Data section >>
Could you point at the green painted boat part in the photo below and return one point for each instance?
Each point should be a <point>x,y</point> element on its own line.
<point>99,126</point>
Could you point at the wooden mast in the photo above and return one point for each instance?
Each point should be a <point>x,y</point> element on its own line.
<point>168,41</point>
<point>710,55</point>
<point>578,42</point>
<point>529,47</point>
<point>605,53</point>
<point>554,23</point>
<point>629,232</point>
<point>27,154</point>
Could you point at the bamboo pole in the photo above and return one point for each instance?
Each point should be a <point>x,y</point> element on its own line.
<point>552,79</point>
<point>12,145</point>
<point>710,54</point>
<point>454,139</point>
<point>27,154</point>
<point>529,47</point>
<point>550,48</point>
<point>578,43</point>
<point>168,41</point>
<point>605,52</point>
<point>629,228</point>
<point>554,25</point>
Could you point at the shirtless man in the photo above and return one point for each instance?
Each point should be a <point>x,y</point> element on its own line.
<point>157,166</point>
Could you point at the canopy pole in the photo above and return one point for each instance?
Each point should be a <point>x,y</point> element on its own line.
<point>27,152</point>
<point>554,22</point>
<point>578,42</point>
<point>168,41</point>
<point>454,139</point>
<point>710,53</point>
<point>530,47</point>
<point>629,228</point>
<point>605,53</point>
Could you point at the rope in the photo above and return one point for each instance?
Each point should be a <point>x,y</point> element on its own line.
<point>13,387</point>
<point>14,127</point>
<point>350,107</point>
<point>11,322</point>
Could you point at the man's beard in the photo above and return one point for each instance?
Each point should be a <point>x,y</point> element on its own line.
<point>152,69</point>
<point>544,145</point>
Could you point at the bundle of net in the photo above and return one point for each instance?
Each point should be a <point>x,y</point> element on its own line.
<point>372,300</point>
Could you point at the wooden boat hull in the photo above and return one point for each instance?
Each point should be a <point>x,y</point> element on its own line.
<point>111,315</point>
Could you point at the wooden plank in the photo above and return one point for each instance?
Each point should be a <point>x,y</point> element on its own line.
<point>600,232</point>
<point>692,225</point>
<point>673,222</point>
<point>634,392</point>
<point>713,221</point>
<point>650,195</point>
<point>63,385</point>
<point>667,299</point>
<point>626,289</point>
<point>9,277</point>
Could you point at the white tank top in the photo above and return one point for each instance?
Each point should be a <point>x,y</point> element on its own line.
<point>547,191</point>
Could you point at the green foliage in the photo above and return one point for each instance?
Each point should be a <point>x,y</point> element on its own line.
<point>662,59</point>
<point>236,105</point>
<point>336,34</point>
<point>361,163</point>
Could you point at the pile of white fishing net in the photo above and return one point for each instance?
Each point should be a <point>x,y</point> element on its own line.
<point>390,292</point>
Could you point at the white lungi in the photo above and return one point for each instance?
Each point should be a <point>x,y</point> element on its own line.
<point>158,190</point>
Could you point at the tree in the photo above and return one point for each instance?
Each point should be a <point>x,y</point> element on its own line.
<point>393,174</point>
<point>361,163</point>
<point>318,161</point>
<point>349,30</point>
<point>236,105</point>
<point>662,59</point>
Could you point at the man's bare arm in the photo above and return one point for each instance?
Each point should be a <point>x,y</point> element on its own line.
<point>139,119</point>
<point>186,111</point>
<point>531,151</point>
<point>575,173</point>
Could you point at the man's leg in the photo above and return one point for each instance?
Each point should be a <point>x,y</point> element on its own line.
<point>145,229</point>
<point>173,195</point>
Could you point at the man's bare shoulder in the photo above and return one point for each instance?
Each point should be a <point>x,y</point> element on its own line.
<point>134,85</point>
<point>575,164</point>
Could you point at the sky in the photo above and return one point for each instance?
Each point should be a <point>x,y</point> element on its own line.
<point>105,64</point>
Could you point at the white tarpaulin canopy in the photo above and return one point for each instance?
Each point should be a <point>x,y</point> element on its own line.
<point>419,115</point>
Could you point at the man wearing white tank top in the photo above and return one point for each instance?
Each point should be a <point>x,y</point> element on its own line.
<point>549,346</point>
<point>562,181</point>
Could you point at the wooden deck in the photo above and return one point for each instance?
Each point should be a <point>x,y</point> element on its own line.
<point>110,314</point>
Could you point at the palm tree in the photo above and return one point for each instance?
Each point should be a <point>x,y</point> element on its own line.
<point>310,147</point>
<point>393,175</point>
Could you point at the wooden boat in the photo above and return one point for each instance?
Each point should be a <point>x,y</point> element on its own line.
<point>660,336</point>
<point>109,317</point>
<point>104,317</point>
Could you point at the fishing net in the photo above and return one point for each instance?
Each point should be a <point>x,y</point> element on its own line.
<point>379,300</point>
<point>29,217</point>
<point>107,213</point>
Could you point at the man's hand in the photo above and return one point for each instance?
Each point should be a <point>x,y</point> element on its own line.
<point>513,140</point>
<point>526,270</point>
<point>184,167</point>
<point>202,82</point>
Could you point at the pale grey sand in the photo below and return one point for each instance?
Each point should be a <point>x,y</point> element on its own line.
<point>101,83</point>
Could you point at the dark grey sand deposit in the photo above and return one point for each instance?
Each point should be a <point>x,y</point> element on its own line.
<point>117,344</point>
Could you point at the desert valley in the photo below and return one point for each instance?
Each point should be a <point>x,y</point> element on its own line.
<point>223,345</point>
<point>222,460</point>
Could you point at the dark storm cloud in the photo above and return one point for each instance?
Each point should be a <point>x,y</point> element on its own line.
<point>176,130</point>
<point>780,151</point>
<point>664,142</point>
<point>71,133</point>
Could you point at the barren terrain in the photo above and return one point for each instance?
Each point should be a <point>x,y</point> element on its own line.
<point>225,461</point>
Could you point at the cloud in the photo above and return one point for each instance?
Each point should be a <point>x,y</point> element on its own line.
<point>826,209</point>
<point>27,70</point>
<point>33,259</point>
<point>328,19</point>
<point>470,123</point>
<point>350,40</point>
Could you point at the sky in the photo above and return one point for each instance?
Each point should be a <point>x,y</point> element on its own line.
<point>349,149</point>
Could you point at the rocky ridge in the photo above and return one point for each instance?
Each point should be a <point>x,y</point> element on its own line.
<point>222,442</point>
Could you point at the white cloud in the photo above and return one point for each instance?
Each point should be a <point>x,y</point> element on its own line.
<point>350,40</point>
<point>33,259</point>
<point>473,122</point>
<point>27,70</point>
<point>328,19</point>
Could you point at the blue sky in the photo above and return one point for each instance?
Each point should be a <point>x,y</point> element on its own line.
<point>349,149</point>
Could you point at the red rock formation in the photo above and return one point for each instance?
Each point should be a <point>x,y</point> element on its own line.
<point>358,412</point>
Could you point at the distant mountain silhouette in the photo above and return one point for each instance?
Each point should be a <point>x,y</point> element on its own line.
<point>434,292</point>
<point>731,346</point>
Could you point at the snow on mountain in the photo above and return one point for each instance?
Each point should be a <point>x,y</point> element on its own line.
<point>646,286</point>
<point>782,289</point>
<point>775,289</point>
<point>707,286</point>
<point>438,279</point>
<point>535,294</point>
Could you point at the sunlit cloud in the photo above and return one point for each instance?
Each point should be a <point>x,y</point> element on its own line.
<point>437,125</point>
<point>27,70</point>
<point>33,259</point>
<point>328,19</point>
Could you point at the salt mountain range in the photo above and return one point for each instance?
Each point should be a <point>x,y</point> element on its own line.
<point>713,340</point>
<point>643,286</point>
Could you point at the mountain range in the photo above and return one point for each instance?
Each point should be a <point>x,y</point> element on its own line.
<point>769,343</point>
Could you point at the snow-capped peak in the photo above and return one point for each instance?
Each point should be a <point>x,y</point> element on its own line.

Work request >>
Search the data for "cloud" and list every line in which it occurs.

Your solution >>
Could you point at the dark storm cloud in the photo above and return one point for each instance?
Could you point at the cloud in the photo above and return one point for each instance?
Could you point at the white cloud in the photo above and return one point for each instance?
Could you point at the sunlit cloud in the photo above and return one point for each instance?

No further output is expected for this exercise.